**EXERCISE BRIEF**
Print the lines of the listing below without any change, starting with the line that contains "TARGET: tan jacket" and continuing through the last line of the listing.

((

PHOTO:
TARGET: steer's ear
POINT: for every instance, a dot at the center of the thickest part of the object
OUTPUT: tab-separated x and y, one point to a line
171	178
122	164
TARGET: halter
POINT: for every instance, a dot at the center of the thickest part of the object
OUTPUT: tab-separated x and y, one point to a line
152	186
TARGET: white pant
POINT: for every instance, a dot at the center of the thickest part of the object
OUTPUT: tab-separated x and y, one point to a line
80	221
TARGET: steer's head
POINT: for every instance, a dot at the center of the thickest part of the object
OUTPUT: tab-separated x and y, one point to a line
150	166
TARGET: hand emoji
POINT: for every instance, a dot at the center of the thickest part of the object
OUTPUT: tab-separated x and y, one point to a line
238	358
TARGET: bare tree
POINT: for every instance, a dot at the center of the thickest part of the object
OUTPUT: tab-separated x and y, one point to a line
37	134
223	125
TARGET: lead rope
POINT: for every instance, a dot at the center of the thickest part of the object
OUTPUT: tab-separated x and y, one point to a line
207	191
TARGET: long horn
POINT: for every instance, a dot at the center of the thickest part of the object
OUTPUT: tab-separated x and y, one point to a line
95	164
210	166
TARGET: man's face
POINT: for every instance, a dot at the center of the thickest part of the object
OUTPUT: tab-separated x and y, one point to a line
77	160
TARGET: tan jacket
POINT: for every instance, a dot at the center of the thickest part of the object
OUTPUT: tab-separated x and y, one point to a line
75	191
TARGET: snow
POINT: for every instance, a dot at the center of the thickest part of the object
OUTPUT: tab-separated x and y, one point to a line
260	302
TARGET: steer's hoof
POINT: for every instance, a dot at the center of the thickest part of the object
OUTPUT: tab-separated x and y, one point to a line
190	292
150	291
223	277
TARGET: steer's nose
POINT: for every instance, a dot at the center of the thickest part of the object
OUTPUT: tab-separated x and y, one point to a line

))

**ANSWER TO THE PROBLEM**
TARGET: tan jacket
POINT: for every instance, a dot at the center of the thickest part of the object
OUTPUT: tab-separated x and y, one point to a line
75	191
TARGET: snow
POINT: for every instance, a dot at the center of the thickest part of the object
OUTPUT: tab-separated x and y, one point to a line
260	302
TARGET: steer's hoof
POINT: for every instance, a dot at the center of the thickest part of the object
OUTPUT: tab-separated x and y, one point to a line
190	292
150	291
223	277
TARGET: steer's nose
POINT: for every instance, a dot at the center of the thickest part of the object
OUTPUT: tab-separated x and y, one point to a line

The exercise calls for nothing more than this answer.